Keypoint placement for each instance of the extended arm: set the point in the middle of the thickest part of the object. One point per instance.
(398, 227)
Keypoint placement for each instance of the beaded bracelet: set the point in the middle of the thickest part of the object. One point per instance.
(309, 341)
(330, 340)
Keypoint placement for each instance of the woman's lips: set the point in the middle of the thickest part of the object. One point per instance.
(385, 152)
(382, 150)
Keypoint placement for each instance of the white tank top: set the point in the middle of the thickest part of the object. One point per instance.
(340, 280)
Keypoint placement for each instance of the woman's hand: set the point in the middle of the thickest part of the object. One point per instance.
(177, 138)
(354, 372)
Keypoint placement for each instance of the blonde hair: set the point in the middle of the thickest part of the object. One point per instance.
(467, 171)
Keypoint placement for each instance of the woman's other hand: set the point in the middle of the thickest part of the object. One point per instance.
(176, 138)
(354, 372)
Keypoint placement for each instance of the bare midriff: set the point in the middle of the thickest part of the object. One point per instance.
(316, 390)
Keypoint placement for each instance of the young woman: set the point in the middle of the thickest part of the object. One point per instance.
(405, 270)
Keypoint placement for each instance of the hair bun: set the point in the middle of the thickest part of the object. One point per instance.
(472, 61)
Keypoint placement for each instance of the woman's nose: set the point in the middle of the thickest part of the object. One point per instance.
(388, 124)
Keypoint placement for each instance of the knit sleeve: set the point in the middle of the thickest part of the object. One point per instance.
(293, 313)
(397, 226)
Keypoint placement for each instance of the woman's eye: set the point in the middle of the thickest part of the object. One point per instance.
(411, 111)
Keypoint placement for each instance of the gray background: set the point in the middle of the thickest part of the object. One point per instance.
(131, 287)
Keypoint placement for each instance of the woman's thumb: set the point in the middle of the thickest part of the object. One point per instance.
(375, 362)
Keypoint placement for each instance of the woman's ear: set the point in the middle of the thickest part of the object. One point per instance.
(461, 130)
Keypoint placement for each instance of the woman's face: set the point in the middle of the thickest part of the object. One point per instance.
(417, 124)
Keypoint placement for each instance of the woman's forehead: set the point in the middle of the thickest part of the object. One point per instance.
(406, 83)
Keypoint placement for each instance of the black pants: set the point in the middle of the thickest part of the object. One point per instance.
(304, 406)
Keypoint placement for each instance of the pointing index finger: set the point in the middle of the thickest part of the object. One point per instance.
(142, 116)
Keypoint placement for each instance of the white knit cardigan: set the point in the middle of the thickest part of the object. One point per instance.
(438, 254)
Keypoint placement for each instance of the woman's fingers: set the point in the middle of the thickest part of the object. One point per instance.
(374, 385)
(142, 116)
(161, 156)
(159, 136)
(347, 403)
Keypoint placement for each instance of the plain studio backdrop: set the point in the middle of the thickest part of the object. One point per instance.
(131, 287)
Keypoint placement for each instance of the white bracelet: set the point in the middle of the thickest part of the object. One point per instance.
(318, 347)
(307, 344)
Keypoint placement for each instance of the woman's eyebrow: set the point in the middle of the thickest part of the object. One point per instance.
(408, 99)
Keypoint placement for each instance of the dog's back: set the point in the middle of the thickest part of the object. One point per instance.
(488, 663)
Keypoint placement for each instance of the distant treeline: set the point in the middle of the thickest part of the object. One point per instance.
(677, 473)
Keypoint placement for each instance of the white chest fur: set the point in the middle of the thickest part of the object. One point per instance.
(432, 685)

┄┄┄┄┄┄┄┄┄┄

_What the task asks_. Copy every record exactly as presented.

_Task response_.
Keypoint placement for each instance of the extended arm: set the point in the middle of the thickest part of the object. One point per instance.
(398, 227)
Keypoint placement for each instance of the beaded bracelet: set the point in the middle of the thickest part of the object. One point per instance.
(309, 341)
(330, 340)
Keypoint placement for each instance of the woman's lips: set the point in the middle of the thickest part of the object. One point per instance.
(385, 152)
(382, 150)
Keypoint placement for each instance of the white tank top: set the point in the middle of the thickest part of the object. One point per instance.
(340, 280)
Keypoint placement for each instance of the woman's hand: set the point in the middle of the thickest part of the object. One point per instance.
(177, 138)
(354, 372)
Keypoint placement for each instance of the blonde hair: set the point in the middle of the thickest part of the object. One point per instance.
(467, 171)
Keypoint placement for each instance of the woman's other hand: set the point in the middle of the thickest part of the object. One point per instance.
(176, 138)
(354, 372)
Keypoint placement for each instance of the bare midriff: set the point in the middle of the thickest part of the object. One point per instance.
(316, 390)
Keypoint placement for each instance of the young woman: set the point in the middle of the thickest part of the object. One point per instance.
(405, 270)
Keypoint placement for each instance of the hair bun: set the point in the middle of the thickest part of the object. One point per instance.
(472, 61)
Keypoint placement for each instance of the woman's nose: set the point in the middle of the thickest part of the object. One point per instance.
(388, 124)
Keypoint placement for each instance of the knit sleeve: set the point in the middle of the thickest part of the object. One point per instance.
(293, 313)
(397, 226)
Keypoint placement for each instance of the woman's eye: set the point in the middle of the thickest part of the object. One point per instance.
(411, 111)
Keypoint placement for each instance of the gray background: set the point in the middle of the thickest part of the object. One point per instance.
(131, 287)
Keypoint placement for each instance of the woman's thumb: set the point in the middle of the thickest part of the object. One point per instance.
(375, 362)
Keypoint placement for each instance of the woman's ear: set the point in the middle of the thickest part of the object. One point per instance.
(461, 130)
Keypoint placement for each instance of the woman's face: set the point in the middle of the thickest part of the object. One point per instance.
(417, 124)
Keypoint placement for each instance of the woman's forehead: set the point in the middle of the thickest part of the object. One point per instance.
(406, 83)
Keypoint placement for each instance of the black pants: set the point in the middle of the thickest part of the object. One point per instance.
(304, 406)
Keypoint placement for each instance of the pointing index finger: set the point in the middle of the thickest part of the object. One point per instance.
(142, 116)
Keypoint placement for each instance of the white knit cardigan: set the point in the middle of the thickest part of the object. One point per instance.
(438, 254)
Keypoint placement for each instance of the woman's fingers: set the point in the middle of the thickest part of the object. One point per instance.
(374, 385)
(142, 116)
(161, 156)
(159, 136)
(347, 403)
Keypoint placement for each instance of the plain studio backdrop: set the point in the middle of the thickest part of the object. One point per instance.
(131, 287)
Keypoint placement for each instance of the white bracelet: set the point in the middle of the thickest part of the object. One point per instance.
(318, 347)
(307, 344)
Keypoint placement for each instance of the woman's eyebrow: set the point in the middle of the thickest part of the object. One point per instance.
(408, 99)
Keypoint placement for each instance of the dog's back: set the point in the middle of the thickest part of the object. One point per instance.
(488, 663)
Keypoint placement for each instance of the distant treeline: set the point in the middle of the thickest part of the object. One point per instance.
(677, 473)
Keypoint placement for each instance of the white chest fur: set the point in the middle of the thickest part of the object. One point per instance.
(432, 685)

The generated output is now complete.